◆ PROBLEM TO WORK ON ◆
Which lines in the data below contain the string "boot"? Copy each of them in full, counting a match only when uppercase and lowercase agree.

## start DATA SHOWN

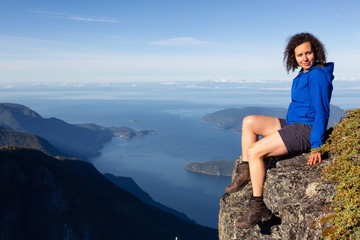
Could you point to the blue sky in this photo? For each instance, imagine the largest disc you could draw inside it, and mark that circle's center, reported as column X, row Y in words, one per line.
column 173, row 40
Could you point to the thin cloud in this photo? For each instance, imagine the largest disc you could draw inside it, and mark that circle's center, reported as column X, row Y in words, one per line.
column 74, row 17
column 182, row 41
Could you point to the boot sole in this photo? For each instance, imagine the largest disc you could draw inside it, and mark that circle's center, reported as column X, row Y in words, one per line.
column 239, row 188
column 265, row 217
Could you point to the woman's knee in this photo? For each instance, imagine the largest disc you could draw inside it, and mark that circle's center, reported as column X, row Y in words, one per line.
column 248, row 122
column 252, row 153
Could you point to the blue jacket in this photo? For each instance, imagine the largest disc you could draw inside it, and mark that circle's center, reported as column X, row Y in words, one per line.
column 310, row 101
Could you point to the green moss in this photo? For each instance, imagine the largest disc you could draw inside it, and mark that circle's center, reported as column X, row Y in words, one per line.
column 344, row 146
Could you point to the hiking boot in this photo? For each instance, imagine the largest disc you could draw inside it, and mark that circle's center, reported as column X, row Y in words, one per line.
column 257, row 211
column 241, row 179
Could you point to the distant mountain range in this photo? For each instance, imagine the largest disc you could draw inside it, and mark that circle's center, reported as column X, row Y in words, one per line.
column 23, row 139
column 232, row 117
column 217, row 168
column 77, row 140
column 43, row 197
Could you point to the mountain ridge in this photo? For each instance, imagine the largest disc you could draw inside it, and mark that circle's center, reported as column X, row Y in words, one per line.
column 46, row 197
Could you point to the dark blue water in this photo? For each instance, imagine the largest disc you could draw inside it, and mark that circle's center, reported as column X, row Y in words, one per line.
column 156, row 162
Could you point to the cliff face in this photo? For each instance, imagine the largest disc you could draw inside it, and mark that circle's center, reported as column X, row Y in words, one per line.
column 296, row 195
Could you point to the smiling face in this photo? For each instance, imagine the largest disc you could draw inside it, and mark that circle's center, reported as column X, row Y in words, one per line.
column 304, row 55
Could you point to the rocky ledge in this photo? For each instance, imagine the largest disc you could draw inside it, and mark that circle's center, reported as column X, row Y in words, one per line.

## end DATA SHOWN
## start DATA SHOWN

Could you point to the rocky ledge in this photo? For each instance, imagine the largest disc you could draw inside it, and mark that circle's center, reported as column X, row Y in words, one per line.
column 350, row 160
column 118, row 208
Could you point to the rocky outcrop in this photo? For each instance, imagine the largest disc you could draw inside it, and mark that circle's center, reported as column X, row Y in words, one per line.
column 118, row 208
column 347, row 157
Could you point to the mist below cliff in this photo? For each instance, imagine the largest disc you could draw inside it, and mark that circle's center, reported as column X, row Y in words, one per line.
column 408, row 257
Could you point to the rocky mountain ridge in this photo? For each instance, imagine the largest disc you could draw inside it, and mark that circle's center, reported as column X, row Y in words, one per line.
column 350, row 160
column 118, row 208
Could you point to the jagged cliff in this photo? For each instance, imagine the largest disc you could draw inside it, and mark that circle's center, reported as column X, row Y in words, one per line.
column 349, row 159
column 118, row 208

## end DATA SHOWN

◆ ANSWER IN FULL ◆
Could you point to the boot sole in this photo? For each instance, imagine the largest disc you could draw inside it, and mark that circle's center, reported as column X, row Y in words, one per line.
Could you point to the hiking boot in this photo? For each instance, imagine the largest disc you could draw inside it, and mark that circle's center, reported as column X, row Y in words, one per line.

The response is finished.